**WHAT IS REQUIRED**
Every record that appears below should be transcribed exactly.

[Natural-language object grounding data]
------------------------------------------------------------

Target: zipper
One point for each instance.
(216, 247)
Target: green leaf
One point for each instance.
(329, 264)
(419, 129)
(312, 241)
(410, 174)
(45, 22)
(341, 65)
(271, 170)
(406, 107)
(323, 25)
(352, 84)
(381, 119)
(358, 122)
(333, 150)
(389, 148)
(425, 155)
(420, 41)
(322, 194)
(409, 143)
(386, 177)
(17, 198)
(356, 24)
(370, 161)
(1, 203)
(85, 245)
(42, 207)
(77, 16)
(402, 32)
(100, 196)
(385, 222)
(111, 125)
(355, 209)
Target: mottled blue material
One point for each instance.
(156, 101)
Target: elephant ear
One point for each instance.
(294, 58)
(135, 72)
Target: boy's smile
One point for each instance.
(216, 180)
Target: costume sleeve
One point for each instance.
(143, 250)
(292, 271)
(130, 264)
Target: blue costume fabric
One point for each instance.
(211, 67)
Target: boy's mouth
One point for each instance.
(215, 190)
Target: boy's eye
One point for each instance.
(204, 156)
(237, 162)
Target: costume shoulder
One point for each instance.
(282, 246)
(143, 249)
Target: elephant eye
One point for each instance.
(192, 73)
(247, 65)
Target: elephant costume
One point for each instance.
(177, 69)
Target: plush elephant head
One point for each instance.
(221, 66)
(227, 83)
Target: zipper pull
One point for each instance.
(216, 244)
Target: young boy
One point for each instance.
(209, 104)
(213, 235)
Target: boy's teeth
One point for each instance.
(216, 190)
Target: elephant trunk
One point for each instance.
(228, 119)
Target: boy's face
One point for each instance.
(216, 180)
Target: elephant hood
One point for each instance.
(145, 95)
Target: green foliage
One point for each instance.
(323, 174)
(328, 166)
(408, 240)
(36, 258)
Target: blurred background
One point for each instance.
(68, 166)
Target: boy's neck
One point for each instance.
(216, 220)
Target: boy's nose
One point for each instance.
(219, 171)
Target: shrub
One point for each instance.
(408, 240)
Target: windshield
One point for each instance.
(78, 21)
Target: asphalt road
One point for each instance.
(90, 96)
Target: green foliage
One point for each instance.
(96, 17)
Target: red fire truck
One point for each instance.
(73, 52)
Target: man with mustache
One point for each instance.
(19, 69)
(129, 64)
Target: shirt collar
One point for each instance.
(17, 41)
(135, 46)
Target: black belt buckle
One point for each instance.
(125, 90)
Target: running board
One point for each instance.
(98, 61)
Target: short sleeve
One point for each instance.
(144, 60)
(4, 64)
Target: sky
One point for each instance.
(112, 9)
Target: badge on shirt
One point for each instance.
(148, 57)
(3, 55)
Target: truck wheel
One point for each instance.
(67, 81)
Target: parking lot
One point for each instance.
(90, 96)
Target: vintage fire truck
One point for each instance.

------------------------------------------------------------

**SOLUTION FOR THIS PROBLEM**
Target: zipper
One point for each instance.
(216, 247)
Target: green leaf
One point for each instance.
(329, 264)
(419, 129)
(312, 241)
(410, 174)
(45, 22)
(341, 65)
(271, 170)
(406, 107)
(323, 25)
(352, 84)
(381, 119)
(358, 122)
(333, 150)
(389, 148)
(425, 155)
(420, 41)
(322, 194)
(409, 143)
(386, 177)
(17, 198)
(356, 24)
(370, 161)
(1, 203)
(85, 245)
(42, 207)
(77, 16)
(402, 32)
(100, 196)
(385, 222)
(111, 125)
(355, 209)
Target: mottled blue material
One point for each instance.
(156, 101)
Target: elephant ear
One point for each instance.
(294, 58)
(135, 72)
Target: boy's smile
One point for each instance.
(216, 180)
Target: costume sleeve
One point for each instance.
(143, 250)
(292, 271)
(130, 264)
Target: blue costume fabric
One point for each instance.
(211, 67)
Target: boy's mouth
One point for each instance.
(215, 190)
Target: boy's eye
One point for each instance.
(204, 156)
(237, 162)
Target: costume shoulder
One point for each instance.
(282, 246)
(143, 249)
Target: elephant eye
One point for each instance.
(192, 73)
(247, 65)
Target: elephant costume
One point for each instance.
(177, 69)
Target: plush elephant head
One point for each instance.
(221, 66)
(227, 83)
Target: zipper pull
One point for each instance.
(216, 244)
Target: young boy
One point for each instance.
(209, 104)
(213, 235)
Target: boy's teeth
One point for each instance.
(216, 190)
Target: elephant trunk
One point for each instance.
(228, 119)
Target: boy's face
One point for each instance.
(216, 180)
Target: elephant hood
One point for each instance.
(145, 95)
Target: green foliage
One point for each instance.
(323, 174)
(328, 166)
(408, 240)
(36, 258)
Target: blurred background
One point for each instance.
(68, 166)
Target: boy's neck
One point for each instance.
(216, 220)
Target: boy's nose
One point for each instance.
(219, 171)
Target: shrub
One point for each instance.
(408, 240)
Target: windshield
One point for each instance.
(78, 21)
Target: asphalt road
One point for each instance.
(90, 96)
Target: green foliage
One point for each instance.
(96, 17)
Target: red fire truck
One point for each instance.
(73, 52)
Target: man with mustache
One point for each instance.
(19, 69)
(129, 64)
Target: shirt collar
One point for each instance.
(17, 41)
(135, 46)
Target: black belt buckle
One point for each instance.
(125, 90)
Target: running board
One point for each instance.
(98, 61)
Target: short sleeve
One point for each instance.
(144, 60)
(4, 64)
Target: sky
One point for each instance.
(112, 9)
Target: badge on shirt
One point for each instance.
(148, 57)
(3, 55)
Target: truck wheel
One point for each instance.
(67, 81)
Target: parking lot
One point for each instance.
(90, 96)
Target: vintage fire truck
One point for each instance.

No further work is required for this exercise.